(Passage given)
From this expression, you can see that depending on the value of \$Q\$, the expression under the square root can be positive or negative. If positive, the roots are real (there is no imaginary part) and the transient response is non-oscillatory. This is the case for a \$Q\le0.5\$. For a very low \$Q\lt\lt1\$, we can apply the so-called low-\$Q\$ approximation in which you consider the poles well spread apart. There is one in the low frequency domain (the root in your diagram is close to the vertical axis) while the second is in higher frequencies. You thus write \$D(s)\approx(1+\frac{s}{\omega_p1})(1+\frac{s}{\omega_p2})\$ in which \$\omega_{p1}=Q\omega_0\$ and \$\omega_{p2}=\frac{\omega_0}{Q}\$. It simply means that for a high value of the series resistance, the circuit can be replaced by two (isolated) cascaded \$RC\$ networked tuned at \$\omega_{p1}\$ and \$\omega_{p2}\$. If you drive your circuit with a step voltage, the output voltage is very sluggish without overshoot.

When \$Q=0.5\$, the roots are still real but coincident. The response is still non-oscillatory and \$D(s)\approx(1+\frac{s}{\omega_0})^2\$. If you drive your circuit with a step voltage, the output voltage rises quickly without overshoot.

Now if you reduce the series resistance further, \$Q\$ exceeds 0.5 and the roots involve imaginary notation: they become imaginary conjugates like one root located at -1+2j and the other at -1-2j for instance. Please note that the real part in these expressions is negative implying that in your \$s\$-plane diagram, the little "crosses" are in the left half-plane (LHP). We call them LHP poles or LHPP. The negative real parts model the losses in your circuit, the power dissipation that will damp oscillations and force the time-domain response to converge to a steady-state value as \$t\$ approaches infinity. If you drive your circuit with a step voltage, the output voltage rises quickly and overshoots.

(Data section)
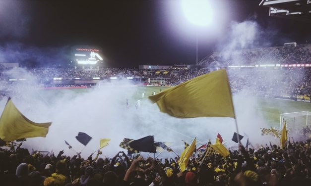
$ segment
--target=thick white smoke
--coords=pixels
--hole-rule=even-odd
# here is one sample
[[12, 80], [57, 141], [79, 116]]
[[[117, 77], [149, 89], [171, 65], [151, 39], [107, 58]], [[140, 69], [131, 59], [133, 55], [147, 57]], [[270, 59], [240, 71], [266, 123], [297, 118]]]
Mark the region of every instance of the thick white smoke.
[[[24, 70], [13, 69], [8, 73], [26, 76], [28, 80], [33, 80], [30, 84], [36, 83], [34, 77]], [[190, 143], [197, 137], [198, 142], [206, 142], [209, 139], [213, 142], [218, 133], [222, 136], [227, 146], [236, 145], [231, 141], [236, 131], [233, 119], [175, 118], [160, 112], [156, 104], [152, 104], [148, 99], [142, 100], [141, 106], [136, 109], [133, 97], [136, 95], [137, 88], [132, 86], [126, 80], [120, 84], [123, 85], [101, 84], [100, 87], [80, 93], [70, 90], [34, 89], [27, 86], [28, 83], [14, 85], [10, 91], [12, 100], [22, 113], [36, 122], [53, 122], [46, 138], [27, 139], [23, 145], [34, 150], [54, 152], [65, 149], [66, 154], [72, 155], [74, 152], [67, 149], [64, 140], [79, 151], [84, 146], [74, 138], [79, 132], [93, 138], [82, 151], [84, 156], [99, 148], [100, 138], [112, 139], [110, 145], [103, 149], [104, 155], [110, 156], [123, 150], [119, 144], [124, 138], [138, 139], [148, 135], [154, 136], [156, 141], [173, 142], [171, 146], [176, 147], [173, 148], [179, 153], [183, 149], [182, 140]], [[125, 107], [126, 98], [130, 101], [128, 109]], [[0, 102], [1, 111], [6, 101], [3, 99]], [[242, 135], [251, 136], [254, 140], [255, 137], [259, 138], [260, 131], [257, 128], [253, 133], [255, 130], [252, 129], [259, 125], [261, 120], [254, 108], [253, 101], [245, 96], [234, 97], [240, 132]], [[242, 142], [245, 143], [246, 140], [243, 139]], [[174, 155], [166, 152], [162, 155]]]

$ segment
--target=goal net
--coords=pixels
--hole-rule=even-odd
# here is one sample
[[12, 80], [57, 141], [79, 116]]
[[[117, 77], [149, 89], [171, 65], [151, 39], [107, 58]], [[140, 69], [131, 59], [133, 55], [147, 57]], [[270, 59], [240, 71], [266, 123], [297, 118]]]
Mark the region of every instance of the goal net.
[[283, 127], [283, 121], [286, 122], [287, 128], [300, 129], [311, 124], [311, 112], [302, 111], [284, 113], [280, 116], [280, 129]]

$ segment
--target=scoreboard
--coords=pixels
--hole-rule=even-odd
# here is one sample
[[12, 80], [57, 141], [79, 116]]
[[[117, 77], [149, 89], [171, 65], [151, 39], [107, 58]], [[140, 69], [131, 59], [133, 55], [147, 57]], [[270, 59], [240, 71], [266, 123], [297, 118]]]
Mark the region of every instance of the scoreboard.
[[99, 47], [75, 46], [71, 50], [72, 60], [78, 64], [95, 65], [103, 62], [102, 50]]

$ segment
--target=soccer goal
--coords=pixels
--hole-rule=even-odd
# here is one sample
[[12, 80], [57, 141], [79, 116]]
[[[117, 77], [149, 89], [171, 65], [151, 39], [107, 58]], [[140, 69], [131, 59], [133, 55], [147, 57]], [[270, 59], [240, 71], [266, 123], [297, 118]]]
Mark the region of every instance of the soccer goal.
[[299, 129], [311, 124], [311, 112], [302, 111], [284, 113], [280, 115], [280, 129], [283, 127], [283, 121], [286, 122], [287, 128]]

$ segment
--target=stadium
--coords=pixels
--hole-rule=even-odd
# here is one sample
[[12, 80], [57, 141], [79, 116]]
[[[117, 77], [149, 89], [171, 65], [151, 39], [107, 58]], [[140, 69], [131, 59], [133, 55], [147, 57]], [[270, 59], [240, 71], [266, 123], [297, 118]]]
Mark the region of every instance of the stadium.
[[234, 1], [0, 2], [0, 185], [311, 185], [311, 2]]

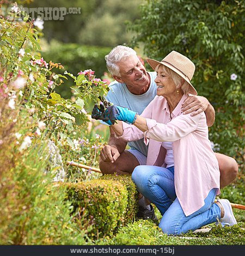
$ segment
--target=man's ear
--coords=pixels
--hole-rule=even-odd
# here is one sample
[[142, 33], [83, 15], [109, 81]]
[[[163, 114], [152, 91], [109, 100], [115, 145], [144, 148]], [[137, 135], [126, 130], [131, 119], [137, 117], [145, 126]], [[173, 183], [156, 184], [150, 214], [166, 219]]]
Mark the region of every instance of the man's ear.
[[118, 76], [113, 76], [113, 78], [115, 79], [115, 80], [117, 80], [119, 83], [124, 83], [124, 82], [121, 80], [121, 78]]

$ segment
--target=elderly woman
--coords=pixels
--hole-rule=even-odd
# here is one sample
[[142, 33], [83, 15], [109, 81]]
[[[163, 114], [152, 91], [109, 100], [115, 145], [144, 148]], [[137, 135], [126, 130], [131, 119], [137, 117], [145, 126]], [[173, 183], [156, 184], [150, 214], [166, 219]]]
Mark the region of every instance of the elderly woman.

(Short exercise) Please copy word for word the stretch from "When \$Q=0.5\$, the" through "quickly without overshoot." in the passage about Q and pole locations. Rely only on the passage about Q and pole locations, not on the records.

(Solved problem)
When \$Q=0.5\$, the roots are still real but coincident. The response is still non-oscillatory and \$D(s)\approx(1+\frac{s}{\omega_0})^2\$. If you drive your circuit with a step voltage, the output voltage rises quickly without overshoot.